Instructions for the task. Extract each of the lines below and reproduce them verbatim, without any alteration.

Exercise materials.

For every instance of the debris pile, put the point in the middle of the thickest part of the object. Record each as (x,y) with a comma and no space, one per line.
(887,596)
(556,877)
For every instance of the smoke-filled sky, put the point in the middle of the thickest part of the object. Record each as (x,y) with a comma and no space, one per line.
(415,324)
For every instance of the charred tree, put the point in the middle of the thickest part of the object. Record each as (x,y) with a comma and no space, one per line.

Finished task.
For every instance of the debris pile, put the point in the middle of the thickest part of the object. Record each as (x,y) with a comma and no space, one per line.
(887,596)
(556,877)
For every instance of the smoke-filled sky, put the point in the middle of the thickest part of the object. Record each as (x,y) with a comma and no space, one per line.
(415,324)
For every instance of the charred tree, put the point in the middle of the thickest part of the object. Record each as (x,y) with a comma and no space, one per line.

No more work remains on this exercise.